Written task -
Copy out the data below as written; omit any images.

Stored entries
====

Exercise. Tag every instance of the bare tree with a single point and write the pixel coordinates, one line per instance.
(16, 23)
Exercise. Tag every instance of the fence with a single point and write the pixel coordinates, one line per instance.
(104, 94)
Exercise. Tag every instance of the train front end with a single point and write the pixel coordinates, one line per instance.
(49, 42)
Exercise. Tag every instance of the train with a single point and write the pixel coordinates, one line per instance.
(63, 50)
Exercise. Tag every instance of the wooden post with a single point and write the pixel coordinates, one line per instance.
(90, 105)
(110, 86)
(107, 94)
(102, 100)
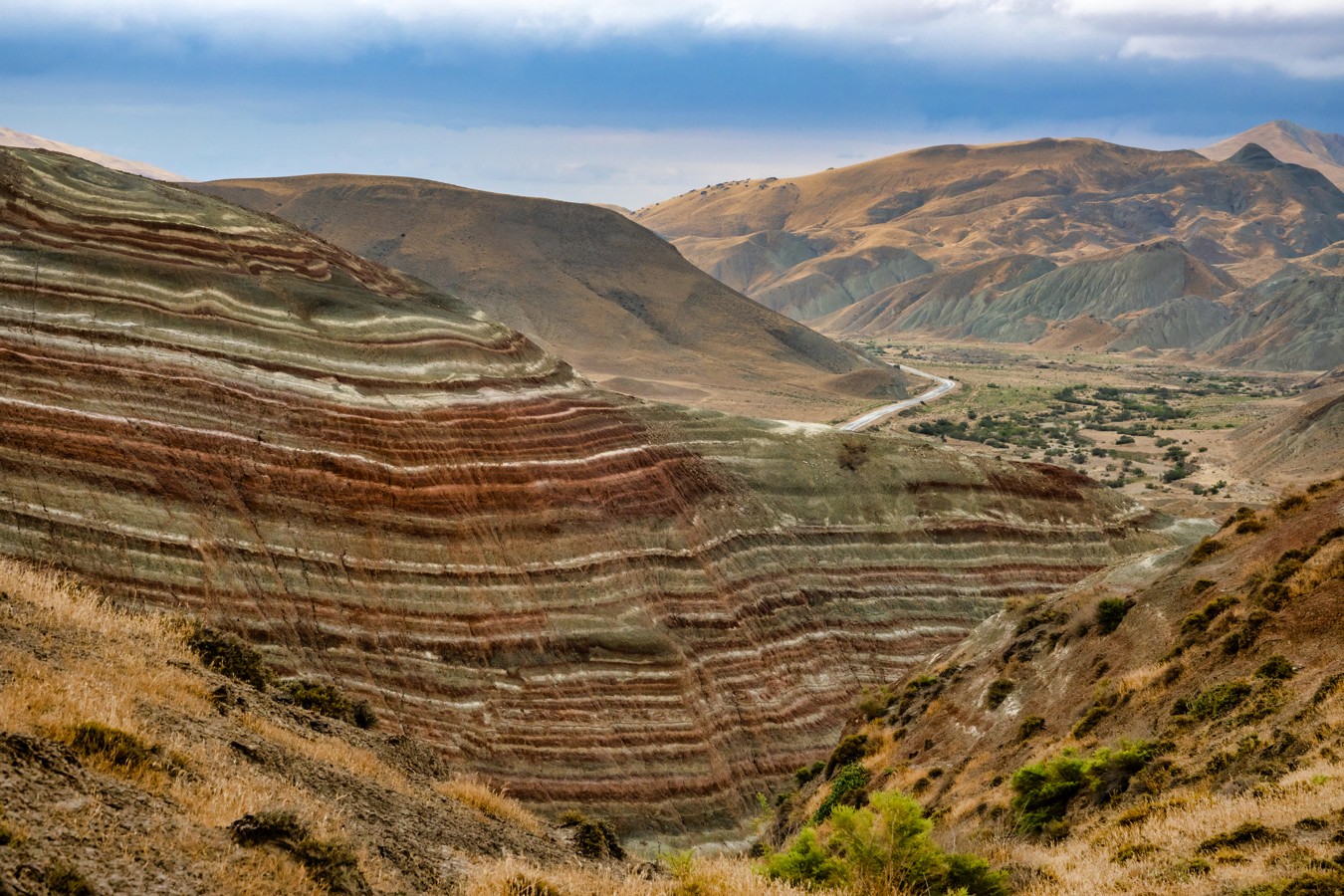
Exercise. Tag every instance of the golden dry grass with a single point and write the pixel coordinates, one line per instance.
(688, 876)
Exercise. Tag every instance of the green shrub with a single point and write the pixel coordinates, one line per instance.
(849, 750)
(1043, 791)
(883, 846)
(1250, 833)
(806, 864)
(1275, 669)
(1112, 611)
(593, 837)
(229, 654)
(999, 691)
(1220, 700)
(1197, 623)
(851, 780)
(115, 747)
(330, 702)
(1205, 550)
(333, 865)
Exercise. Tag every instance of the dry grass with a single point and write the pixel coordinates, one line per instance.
(129, 672)
(684, 875)
(1166, 841)
(491, 800)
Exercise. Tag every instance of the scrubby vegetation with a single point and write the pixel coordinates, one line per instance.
(330, 702)
(1043, 791)
(882, 848)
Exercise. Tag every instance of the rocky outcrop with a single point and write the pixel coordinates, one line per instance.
(1126, 239)
(591, 599)
(586, 284)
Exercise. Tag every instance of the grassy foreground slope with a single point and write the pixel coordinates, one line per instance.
(644, 610)
(1168, 727)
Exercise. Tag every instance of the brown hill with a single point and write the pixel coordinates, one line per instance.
(587, 284)
(1305, 442)
(1292, 142)
(994, 222)
(636, 607)
(1170, 727)
(1062, 199)
(30, 141)
(1020, 297)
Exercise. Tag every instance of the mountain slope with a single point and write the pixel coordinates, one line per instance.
(1171, 726)
(1293, 144)
(1071, 242)
(587, 284)
(1018, 299)
(30, 141)
(1062, 199)
(591, 599)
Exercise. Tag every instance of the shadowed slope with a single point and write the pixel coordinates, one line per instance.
(31, 141)
(637, 607)
(587, 284)
(1293, 144)
(980, 215)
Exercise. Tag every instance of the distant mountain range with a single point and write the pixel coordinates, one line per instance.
(587, 284)
(30, 141)
(1289, 142)
(1068, 242)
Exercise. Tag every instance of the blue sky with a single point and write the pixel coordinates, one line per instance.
(630, 103)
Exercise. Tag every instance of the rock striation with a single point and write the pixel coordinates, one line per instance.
(1054, 242)
(591, 599)
(586, 284)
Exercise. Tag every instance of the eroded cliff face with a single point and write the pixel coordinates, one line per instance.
(594, 600)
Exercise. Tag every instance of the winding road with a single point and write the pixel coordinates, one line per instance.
(943, 387)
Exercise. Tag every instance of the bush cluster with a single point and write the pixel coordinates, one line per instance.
(1043, 791)
(331, 703)
(883, 846)
(229, 654)
(333, 865)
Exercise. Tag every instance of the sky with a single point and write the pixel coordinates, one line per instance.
(633, 101)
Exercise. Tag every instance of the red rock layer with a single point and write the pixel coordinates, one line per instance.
(651, 611)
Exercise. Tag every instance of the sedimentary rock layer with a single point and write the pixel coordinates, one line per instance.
(595, 600)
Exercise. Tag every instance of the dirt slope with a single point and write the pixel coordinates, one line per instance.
(1292, 142)
(587, 284)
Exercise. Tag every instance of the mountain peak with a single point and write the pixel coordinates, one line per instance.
(1290, 142)
(31, 141)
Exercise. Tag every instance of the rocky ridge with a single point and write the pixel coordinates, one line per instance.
(595, 600)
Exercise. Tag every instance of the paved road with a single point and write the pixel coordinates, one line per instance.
(887, 410)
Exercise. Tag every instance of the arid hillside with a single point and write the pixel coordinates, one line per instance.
(31, 141)
(1054, 239)
(1293, 144)
(586, 284)
(1168, 727)
(636, 607)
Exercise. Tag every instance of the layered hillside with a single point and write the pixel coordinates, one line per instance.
(127, 766)
(591, 599)
(1304, 442)
(31, 141)
(1293, 144)
(1168, 727)
(587, 284)
(964, 242)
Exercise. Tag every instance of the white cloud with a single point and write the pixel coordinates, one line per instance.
(1306, 37)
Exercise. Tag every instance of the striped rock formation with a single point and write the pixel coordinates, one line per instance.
(651, 611)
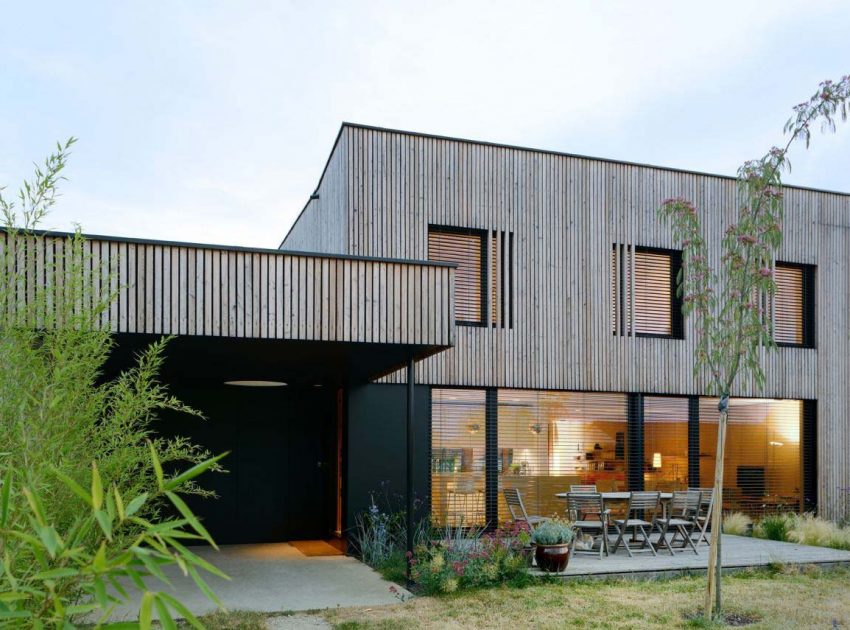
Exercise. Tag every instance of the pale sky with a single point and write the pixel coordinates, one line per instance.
(211, 121)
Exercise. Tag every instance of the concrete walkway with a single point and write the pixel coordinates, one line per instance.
(737, 551)
(277, 578)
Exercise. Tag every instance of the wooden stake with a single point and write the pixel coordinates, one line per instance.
(712, 596)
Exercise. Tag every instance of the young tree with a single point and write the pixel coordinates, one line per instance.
(732, 324)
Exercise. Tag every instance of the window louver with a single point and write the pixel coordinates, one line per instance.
(644, 293)
(762, 471)
(550, 440)
(793, 305)
(458, 430)
(501, 279)
(466, 249)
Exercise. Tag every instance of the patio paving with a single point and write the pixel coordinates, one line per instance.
(276, 577)
(738, 552)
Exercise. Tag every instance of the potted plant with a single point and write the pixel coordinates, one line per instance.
(553, 540)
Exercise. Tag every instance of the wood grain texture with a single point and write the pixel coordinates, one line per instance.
(565, 214)
(175, 289)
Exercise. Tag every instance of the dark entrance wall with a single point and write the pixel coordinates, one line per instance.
(280, 467)
(376, 455)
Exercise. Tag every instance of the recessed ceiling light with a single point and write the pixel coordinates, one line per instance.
(256, 383)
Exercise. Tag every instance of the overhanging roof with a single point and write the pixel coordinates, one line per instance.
(382, 310)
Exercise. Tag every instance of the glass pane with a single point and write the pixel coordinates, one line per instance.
(665, 443)
(762, 471)
(458, 418)
(549, 441)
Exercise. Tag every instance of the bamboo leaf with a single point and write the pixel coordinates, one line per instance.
(96, 487)
(190, 517)
(193, 472)
(157, 467)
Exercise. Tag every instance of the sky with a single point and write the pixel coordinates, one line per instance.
(210, 121)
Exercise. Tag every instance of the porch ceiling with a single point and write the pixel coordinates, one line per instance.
(297, 363)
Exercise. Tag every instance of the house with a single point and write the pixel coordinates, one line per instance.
(531, 296)
(572, 362)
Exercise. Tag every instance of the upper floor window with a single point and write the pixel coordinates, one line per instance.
(466, 248)
(794, 305)
(643, 288)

====

The response -
Exercise. Tag every instance of the bare tree with a single point and write the pixel coordinates, one line per instance.
(16, 23)
Exercise. Tag every instance of the fence with a single point and write the pixel coordinates, one line per instance.
(104, 94)
Exercise. Tag every instance of the train front end with a single point and write the pixel coordinates, one line per instance.
(49, 42)
Exercise. Tag every instance of the train with a single point and write the pixel coordinates, one line per instance.
(63, 50)
Exercise. Tag every instance of the wooden post with a single point and write the pixel coordinates, one line per instance.
(90, 105)
(110, 86)
(107, 94)
(102, 100)
Exercise. Tag every instance of the golden dry grass with a single point and write the pixel coordinates, one line per instance.
(688, 876)
Exercise. Tag every instance of the green shrub with a single point and write the pixel coordinates, one line per instance.
(849, 750)
(1043, 791)
(883, 846)
(1250, 833)
(806, 864)
(1275, 669)
(1112, 611)
(593, 837)
(229, 654)
(999, 691)
(1220, 700)
(1197, 623)
(851, 780)
(115, 747)
(330, 702)
(1205, 550)
(333, 865)
Exercise. Tag every instance of the dry grass with a single point and write the pixel coordinates, one line per instance.
(129, 672)
(684, 875)
(1166, 841)
(491, 800)
Exercise. Tag every instance of the scrubby vegetation with a single point and write the pixel coordinates, one line per instance.
(330, 702)
(1043, 791)
(882, 848)
Exercise. Tag every instance of the rocky outcrop with a single point and write the pixel coordinates, one line per instance.
(1126, 239)
(591, 599)
(586, 284)
Exercise. Tag every instance of the grassy foreground slope with a single point and write the pixel coordinates, one line per instance.
(644, 610)
(1168, 727)
Exercise. Tag every instance of the brown hill with a single point and write the pixel coordinates, one line per instance.
(587, 284)
(1305, 442)
(1292, 142)
(994, 222)
(636, 607)
(1170, 727)
(1062, 199)
(30, 141)
(1020, 297)
Exercise. Tag every instance of the mountain slope with a single point and write the pixel coordinates, one line per instance.
(1171, 726)
(1293, 144)
(1071, 242)
(587, 284)
(1018, 299)
(30, 141)
(1062, 199)
(591, 599)
Exercise. Tag every instance of the shadowed slope with a single point and write the pixel coordinates, one line per instance.
(31, 141)
(637, 607)
(587, 284)
(1293, 144)
(980, 215)
Exercise. Tag every instance of the distant mountain range with a single point and write the pixel coordinates, one line per instance.
(587, 284)
(30, 141)
(1289, 142)
(1068, 242)
Exercise. Tag every instance of the blue sky with a single point and write the pixel coordinates, one line per instance.
(630, 103)
Exercise. Tag every instance of the rock striation with a single point and write the pixel coordinates, one line per instance.
(1054, 242)
(591, 599)
(586, 284)
Exercise. Tag every instance of the eroded cliff face with a single point and write the pixel coordinates, one line per instance.
(594, 600)
Exercise. Tag every instance of the winding road with a single point and write the pixel coordinates, one line per instance.
(943, 387)
Exercise. Tag every instance of the bush cluster with a single point and write the pixel coordinates, one line per instance.
(1043, 791)
(331, 703)
(883, 846)
(229, 654)
(333, 865)
Exercise. Tag every instance of the sky with a single point and write the pixel coordinates, one line per instance.
(633, 101)
Exercise. Tag every instance of the red rock layer with a single point and write the pixel coordinates, one line per instance.
(651, 611)
Exercise. Tag every instance of the sedimentary rock layer with a single point and write the pixel coordinates, one line per instance.
(595, 600)
Exercise. Tag every instance of the dirt slope with a single point and write the pixel coordinates, one line per instance.
(1292, 142)
(587, 284)
Exercise. Tag every instance of the mountain peak with a single point and write the pixel coordinates, one line per instance.
(1290, 142)
(31, 141)
Exercise. Tag every instance of the rocky ridge with a single point and write the pixel coordinates, one line per instance.
(595, 600)
Exercise. Tag every instance of the paved road with a single point and write the pixel coordinates, one line per instance.
(887, 410)
Exercise. Tag every instance of the arid hillside with a single point and write the pixel coordinates, one line per instance.
(31, 141)
(1054, 239)
(1293, 144)
(586, 284)
(1168, 727)
(636, 607)
Exercise. Tag every instance of the layered hillside with a single point and write the pixel coordinates, one line per instance.
(127, 766)
(591, 599)
(1304, 442)
(31, 141)
(1293, 144)
(1168, 727)
(587, 284)
(964, 242)
Exercise. Tag every instance of the white cloud with a single point and write the pixel coordinates, one line per instance.
(1306, 37)
Exercise. Tag every instance of the striped rock formation with a single point and write the pixel coordinates, one line per instance.
(651, 611)
Exercise. Tag every instance of the pale sky with a single point and write the pixel coordinates, one line per instance.
(211, 121)
Exercise. Tag every instance of the concrete walkway with a single point and write the pixel coordinates, one line per instance.
(737, 551)
(277, 578)
Exercise. Tag every instance of the wooden stake with a single point and write the pixel coordinates, one line per instance.
(712, 596)
Exercise. Tag every instance of the young tree with a single point and write the pixel coordinates, one line per instance.
(732, 324)
Exercise. Tag every instance of the window louver with a single point and write the pixel coordinates, one line per instance.
(644, 293)
(762, 471)
(550, 440)
(793, 305)
(458, 430)
(501, 279)
(466, 249)
Exercise. Tag every instance of the patio paving with a single point and write the pixel coordinates, one line per instance.
(276, 577)
(738, 552)
Exercise. Tag every instance of the potted plant with a single point and write the pixel coordinates, one line per instance.
(553, 540)
Exercise. Tag every instance of the wood grain texture with a single point and write the pixel coordinates, one line per instance.
(565, 214)
(175, 289)
Exercise. Tag every instance of the dark entrance wall with a single point and write the pixel coordinates, one line per instance.
(280, 467)
(376, 455)
Exercise. Tag every instance of the recessed ceiling light with a single point and write the pixel coordinates, one line per instance.
(256, 383)
Exercise. Tag every instance of the overhanging roof with a single point and write the pixel coordinates, one line per instance.
(382, 310)
Exercise. Tag every instance of the glass pane with a single point and write the pixel coordinates, one line per instance.
(665, 443)
(762, 471)
(458, 418)
(549, 441)
Exercise. Tag every instance of the bamboo leaf with a single point and write the pixel coordinates, one line per instance.
(96, 487)
(190, 517)
(193, 472)
(157, 467)
Exercise. Tag every instance of the sky with a single point and write the pixel coordinates, one line per instance.
(210, 121)
Exercise. Tag every instance of the porch ceiling with a single point and write the pixel coordinates, one line per instance.
(297, 363)
Exercise. Tag every instance of the house with a single point and write the pixel coordinates, one line per instance.
(531, 296)
(572, 362)
Exercise. Tag every instance of the upper floor window with a single point and write the pixel coordinates, one line per instance.
(466, 248)
(794, 305)
(643, 288)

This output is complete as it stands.